§ **Data supplied**

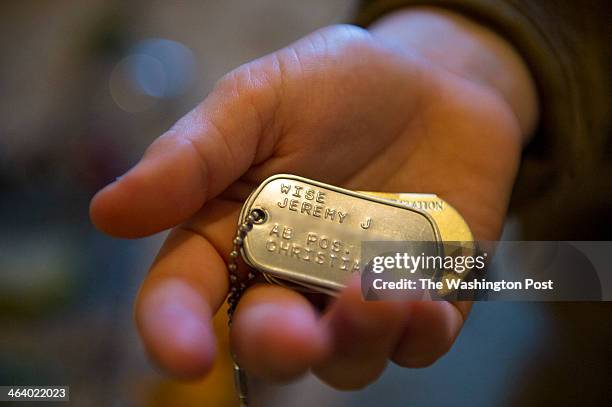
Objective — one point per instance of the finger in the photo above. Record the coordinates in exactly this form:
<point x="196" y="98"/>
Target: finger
<point x="364" y="334"/>
<point x="276" y="334"/>
<point x="185" y="286"/>
<point x="430" y="332"/>
<point x="197" y="159"/>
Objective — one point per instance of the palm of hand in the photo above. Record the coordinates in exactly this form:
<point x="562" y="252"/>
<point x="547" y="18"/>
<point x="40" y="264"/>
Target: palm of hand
<point x="339" y="107"/>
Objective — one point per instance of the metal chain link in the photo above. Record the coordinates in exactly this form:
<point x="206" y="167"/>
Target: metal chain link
<point x="236" y="289"/>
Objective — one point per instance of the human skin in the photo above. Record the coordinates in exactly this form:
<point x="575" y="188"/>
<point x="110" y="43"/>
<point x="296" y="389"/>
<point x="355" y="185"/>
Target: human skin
<point x="425" y="101"/>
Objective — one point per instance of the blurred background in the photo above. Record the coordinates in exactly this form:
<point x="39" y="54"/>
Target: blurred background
<point x="85" y="87"/>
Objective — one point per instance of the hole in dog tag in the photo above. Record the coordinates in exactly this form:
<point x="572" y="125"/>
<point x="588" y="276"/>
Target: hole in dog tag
<point x="312" y="232"/>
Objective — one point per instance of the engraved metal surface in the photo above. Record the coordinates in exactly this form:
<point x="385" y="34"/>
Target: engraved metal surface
<point x="312" y="231"/>
<point x="451" y="225"/>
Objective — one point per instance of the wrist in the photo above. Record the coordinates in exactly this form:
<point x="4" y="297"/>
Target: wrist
<point x="467" y="49"/>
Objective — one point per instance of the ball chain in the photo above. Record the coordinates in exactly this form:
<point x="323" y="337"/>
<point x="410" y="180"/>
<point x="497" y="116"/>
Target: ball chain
<point x="237" y="286"/>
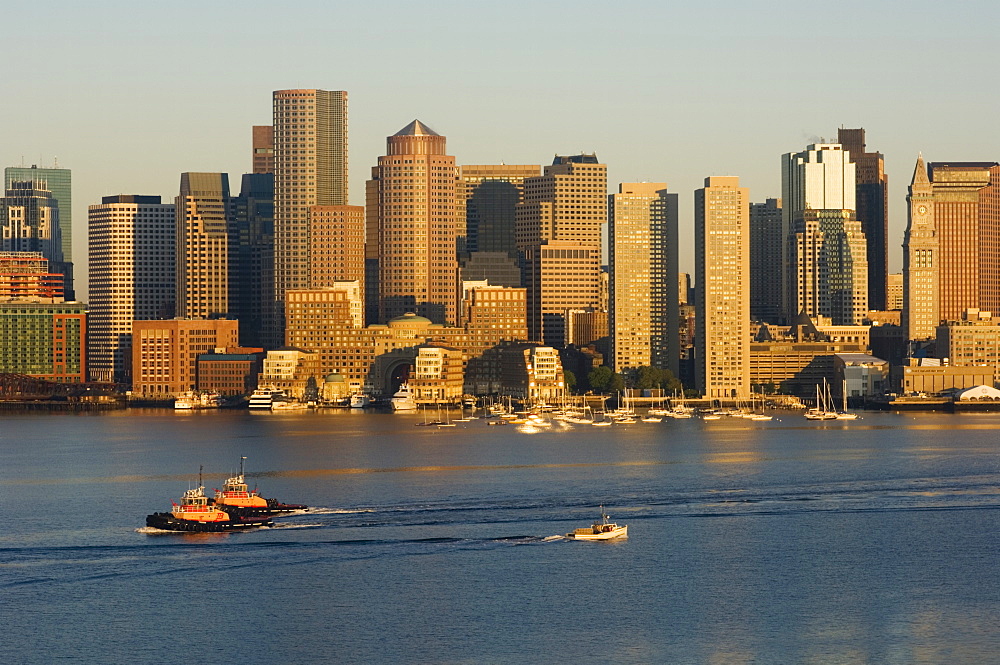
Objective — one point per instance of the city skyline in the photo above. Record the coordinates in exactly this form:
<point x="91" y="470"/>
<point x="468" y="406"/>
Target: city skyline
<point x="635" y="94"/>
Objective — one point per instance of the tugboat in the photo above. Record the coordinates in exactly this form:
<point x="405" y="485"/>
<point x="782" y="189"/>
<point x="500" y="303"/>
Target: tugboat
<point x="195" y="514"/>
<point x="236" y="498"/>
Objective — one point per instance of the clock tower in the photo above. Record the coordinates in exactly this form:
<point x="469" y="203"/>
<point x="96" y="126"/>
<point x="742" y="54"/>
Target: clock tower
<point x="921" y="304"/>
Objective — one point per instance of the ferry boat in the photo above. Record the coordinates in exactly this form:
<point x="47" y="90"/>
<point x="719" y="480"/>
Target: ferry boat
<point x="602" y="529"/>
<point x="236" y="498"/>
<point x="403" y="400"/>
<point x="263" y="398"/>
<point x="195" y="514"/>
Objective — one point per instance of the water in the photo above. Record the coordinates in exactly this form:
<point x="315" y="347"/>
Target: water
<point x="873" y="541"/>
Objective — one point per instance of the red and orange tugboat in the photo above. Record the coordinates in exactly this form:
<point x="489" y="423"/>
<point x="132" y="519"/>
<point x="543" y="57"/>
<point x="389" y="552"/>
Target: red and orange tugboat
<point x="236" y="498"/>
<point x="195" y="514"/>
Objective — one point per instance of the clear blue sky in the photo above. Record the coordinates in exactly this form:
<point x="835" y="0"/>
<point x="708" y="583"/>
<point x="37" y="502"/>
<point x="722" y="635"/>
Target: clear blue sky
<point x="130" y="94"/>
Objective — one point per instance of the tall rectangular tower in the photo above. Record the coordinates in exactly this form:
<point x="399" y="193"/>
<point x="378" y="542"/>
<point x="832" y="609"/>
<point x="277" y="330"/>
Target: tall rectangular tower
<point x="417" y="226"/>
<point x="722" y="255"/>
<point x="558" y="231"/>
<point x="921" y="260"/>
<point x="644" y="307"/>
<point x="826" y="264"/>
<point x="310" y="168"/>
<point x="766" y="258"/>
<point x="132" y="242"/>
<point x="60" y="183"/>
<point x="204" y="246"/>
<point x="872" y="208"/>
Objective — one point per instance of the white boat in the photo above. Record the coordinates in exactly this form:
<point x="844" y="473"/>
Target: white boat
<point x="402" y="399"/>
<point x="263" y="398"/>
<point x="602" y="529"/>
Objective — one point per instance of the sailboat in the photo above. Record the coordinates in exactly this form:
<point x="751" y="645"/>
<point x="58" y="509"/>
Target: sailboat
<point x="822" y="409"/>
<point x="845" y="414"/>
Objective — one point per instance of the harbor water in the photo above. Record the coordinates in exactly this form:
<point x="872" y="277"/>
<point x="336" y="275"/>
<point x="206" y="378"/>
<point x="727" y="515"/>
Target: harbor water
<point x="787" y="541"/>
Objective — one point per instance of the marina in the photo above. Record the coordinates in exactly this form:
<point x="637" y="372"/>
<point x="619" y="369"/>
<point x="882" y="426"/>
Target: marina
<point x="749" y="541"/>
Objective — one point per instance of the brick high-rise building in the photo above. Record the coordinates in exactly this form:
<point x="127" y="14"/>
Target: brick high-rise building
<point x="643" y="261"/>
<point x="132" y="245"/>
<point x="310" y="168"/>
<point x="59" y="182"/>
<point x="413" y="188"/>
<point x="872" y="210"/>
<point x="558" y="232"/>
<point x="337" y="245"/>
<point x="951" y="259"/>
<point x="722" y="255"/>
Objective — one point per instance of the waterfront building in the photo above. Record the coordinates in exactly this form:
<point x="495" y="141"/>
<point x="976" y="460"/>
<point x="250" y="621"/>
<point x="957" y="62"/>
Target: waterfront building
<point x="558" y="232"/>
<point x="204" y="246"/>
<point x="231" y="371"/>
<point x="417" y="226"/>
<point x="25" y="276"/>
<point x="132" y="250"/>
<point x="827" y="262"/>
<point x="310" y="168"/>
<point x="766" y="258"/>
<point x="46" y="340"/>
<point x="871" y="197"/>
<point x="165" y="353"/>
<point x="337" y="245"/>
<point x="971" y="341"/>
<point x="437" y="376"/>
<point x="263" y="149"/>
<point x="487" y="197"/>
<point x="533" y="373"/>
<point x="251" y="274"/>
<point x="643" y="263"/>
<point x="722" y="255"/>
<point x="58" y="182"/>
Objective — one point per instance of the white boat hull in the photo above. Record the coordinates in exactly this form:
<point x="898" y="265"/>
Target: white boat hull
<point x="589" y="534"/>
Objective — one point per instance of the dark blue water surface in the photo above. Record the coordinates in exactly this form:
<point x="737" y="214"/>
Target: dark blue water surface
<point x="873" y="541"/>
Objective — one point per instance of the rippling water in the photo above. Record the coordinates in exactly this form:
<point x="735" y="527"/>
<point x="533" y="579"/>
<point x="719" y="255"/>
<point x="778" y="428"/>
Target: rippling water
<point x="874" y="541"/>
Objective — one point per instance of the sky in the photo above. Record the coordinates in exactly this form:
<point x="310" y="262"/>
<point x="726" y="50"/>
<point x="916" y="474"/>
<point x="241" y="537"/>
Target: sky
<point x="131" y="94"/>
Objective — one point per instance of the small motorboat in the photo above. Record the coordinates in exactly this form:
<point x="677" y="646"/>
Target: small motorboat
<point x="602" y="529"/>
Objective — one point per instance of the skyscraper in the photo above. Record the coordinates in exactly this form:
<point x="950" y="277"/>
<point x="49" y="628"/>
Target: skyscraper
<point x="251" y="274"/>
<point x="951" y="259"/>
<point x="29" y="222"/>
<point x="872" y="208"/>
<point x="417" y="226"/>
<point x="132" y="241"/>
<point x="60" y="183"/>
<point x="644" y="306"/>
<point x="558" y="232"/>
<point x="826" y="264"/>
<point x="310" y="168"/>
<point x="722" y="255"/>
<point x="263" y="149"/>
<point x="766" y="258"/>
<point x="487" y="199"/>
<point x="921" y="300"/>
<point x="204" y="246"/>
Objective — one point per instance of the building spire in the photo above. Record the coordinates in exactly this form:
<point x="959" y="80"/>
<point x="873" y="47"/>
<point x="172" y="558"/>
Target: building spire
<point x="920" y="172"/>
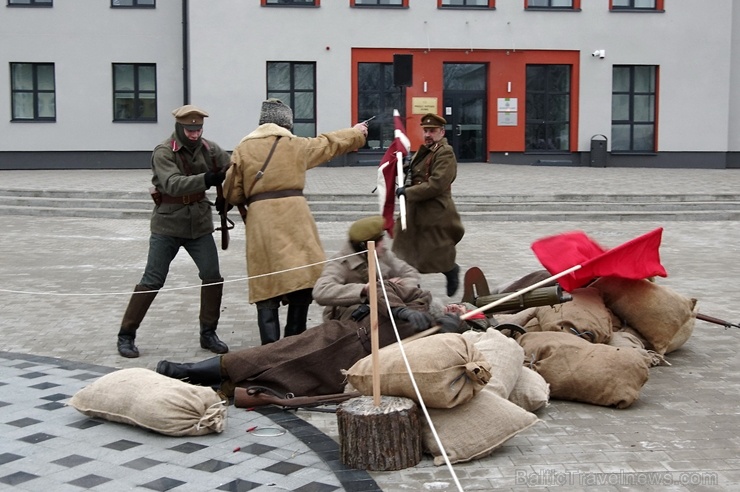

§ **Task requirements**
Show each line of the data above that contains the word "metal", copying every such line in full.

§ **Exercise response**
Objective — one point per instance of the metal chain link in the photo above. Record the coordinates in exactly this form:
Target: metal chain link
Objective — one point per instance of the engraved metal surface in the photo above. Record the coordinates in exactly this form:
Target: engraved metal surface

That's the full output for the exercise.